__Problem description__:
Return every line of the items below word for word, leaving out the pictures.

__The input__:
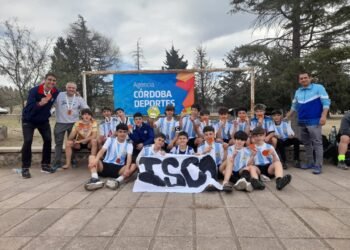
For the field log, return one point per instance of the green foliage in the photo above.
(173, 60)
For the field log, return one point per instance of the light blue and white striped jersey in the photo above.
(188, 127)
(241, 159)
(217, 151)
(226, 131)
(260, 159)
(107, 127)
(283, 130)
(116, 151)
(267, 124)
(167, 128)
(176, 150)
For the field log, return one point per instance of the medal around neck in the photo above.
(153, 112)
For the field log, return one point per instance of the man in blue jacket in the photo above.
(312, 103)
(36, 115)
(141, 135)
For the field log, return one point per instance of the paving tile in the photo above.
(248, 222)
(45, 243)
(174, 243)
(265, 243)
(141, 222)
(286, 224)
(13, 243)
(343, 244)
(105, 222)
(130, 243)
(179, 200)
(207, 222)
(37, 223)
(71, 223)
(69, 200)
(176, 222)
(151, 200)
(88, 243)
(323, 223)
(304, 244)
(215, 243)
(14, 217)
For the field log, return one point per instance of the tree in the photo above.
(22, 59)
(138, 55)
(204, 91)
(86, 50)
(173, 60)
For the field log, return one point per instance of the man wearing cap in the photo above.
(311, 102)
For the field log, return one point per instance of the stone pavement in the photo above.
(53, 211)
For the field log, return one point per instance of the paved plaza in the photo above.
(53, 211)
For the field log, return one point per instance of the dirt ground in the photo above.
(14, 139)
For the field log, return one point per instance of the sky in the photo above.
(158, 24)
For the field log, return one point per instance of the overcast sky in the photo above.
(158, 23)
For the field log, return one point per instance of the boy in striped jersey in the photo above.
(107, 126)
(182, 148)
(166, 126)
(266, 159)
(285, 137)
(116, 163)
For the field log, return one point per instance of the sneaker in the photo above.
(93, 184)
(25, 173)
(249, 187)
(297, 164)
(342, 165)
(307, 166)
(47, 169)
(241, 184)
(257, 184)
(317, 170)
(281, 182)
(112, 184)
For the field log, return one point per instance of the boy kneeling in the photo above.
(116, 164)
(266, 159)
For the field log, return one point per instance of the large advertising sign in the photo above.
(137, 92)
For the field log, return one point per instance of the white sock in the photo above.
(120, 178)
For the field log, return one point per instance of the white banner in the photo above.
(176, 173)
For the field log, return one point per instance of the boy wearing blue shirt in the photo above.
(266, 159)
(116, 163)
(285, 137)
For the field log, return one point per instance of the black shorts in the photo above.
(110, 170)
(263, 170)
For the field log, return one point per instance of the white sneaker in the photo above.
(112, 184)
(241, 184)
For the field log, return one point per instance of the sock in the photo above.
(341, 157)
(120, 178)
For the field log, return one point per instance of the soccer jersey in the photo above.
(176, 150)
(283, 130)
(226, 131)
(108, 126)
(117, 151)
(217, 151)
(260, 159)
(267, 124)
(187, 126)
(167, 128)
(241, 159)
(84, 130)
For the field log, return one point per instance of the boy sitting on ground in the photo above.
(266, 159)
(182, 148)
(83, 135)
(116, 163)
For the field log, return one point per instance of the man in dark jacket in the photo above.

__Full answer__:
For the field log, return one point per instance of the green foliage in the photo above.
(173, 60)
For the field log, return one point per instance of the light blue and white striped jersey in the photo above.
(188, 127)
(241, 159)
(217, 151)
(226, 131)
(260, 159)
(107, 127)
(283, 130)
(116, 151)
(267, 124)
(167, 128)
(176, 150)
For the field log, return one point per instance of the medal around neck in the photo above.
(153, 112)
For the field log, return one point per instance of the man in blue jacket in the photo above.
(312, 103)
(36, 115)
(141, 135)
For the field log, return one point per instance of the paving tile in the photo above.
(248, 222)
(45, 243)
(174, 243)
(265, 243)
(141, 222)
(286, 224)
(13, 243)
(343, 244)
(105, 222)
(130, 243)
(179, 200)
(207, 222)
(37, 223)
(71, 223)
(69, 200)
(176, 222)
(151, 200)
(88, 243)
(323, 223)
(304, 244)
(215, 243)
(14, 217)
For the field log, return one point per instance of the tree in the photo above.
(22, 59)
(138, 55)
(204, 91)
(86, 50)
(173, 60)
For the field log, return one point per instance of the man wearing cap in the photo above.
(311, 102)
For the field log, return one point per instance of the stone pavement in the photo above.
(53, 211)
For the field log, return one point per instance of the paved plaza in the photo above.
(53, 211)
For the field log, return one point per instance of the dirt ground in the photo above.
(14, 139)
For the field log, return one point per instance of the sky in the photo above.
(158, 24)
For the field log, return one point per instance of the overcast sky in the photo above.
(158, 23)
For the field log, return one point per instance of the boy in striped jersey in the photo above.
(107, 126)
(182, 148)
(166, 126)
(266, 159)
(285, 137)
(116, 163)
For the field log, return one point per instance of the sneaker in the photo above.
(93, 184)
(25, 173)
(249, 187)
(297, 164)
(342, 165)
(307, 166)
(47, 169)
(241, 184)
(257, 184)
(317, 170)
(281, 182)
(112, 184)
For the field log, return one point per instance of the boy kneeling in the photo above.
(116, 164)
(266, 159)
For the field log, return one point per instance of the large advertising sign in the photo above.
(137, 92)
For the field log, return one point per instance of the white sock in the photo above.
(120, 178)
For the field log, return one point per instance of the white banner in the photo above.
(176, 173)
For the field log, return one point per instance of the boy wearing blue shirt in the photo above.
(266, 159)
(116, 163)
(285, 137)
For the field log, return one point per instance of the black shorts in the photo above.
(110, 170)
(263, 170)
For the field log, return one point per instance of the white sneaker in the photo above.
(112, 184)
(241, 184)
For the field log, return one point per instance of the sock in the photo above.
(341, 157)
(120, 178)
For the field log, return one point per instance of the soccer jersey in the photo above.
(176, 150)
(283, 130)
(226, 131)
(108, 126)
(117, 151)
(217, 151)
(260, 159)
(267, 124)
(187, 126)
(167, 128)
(241, 159)
(84, 130)
For the field log, return one point per instance of the boy sitting on ground in the photo above.
(266, 159)
(182, 148)
(83, 135)
(116, 163)
For the field log, return one point per instance of the man in dark jacket in the photo above.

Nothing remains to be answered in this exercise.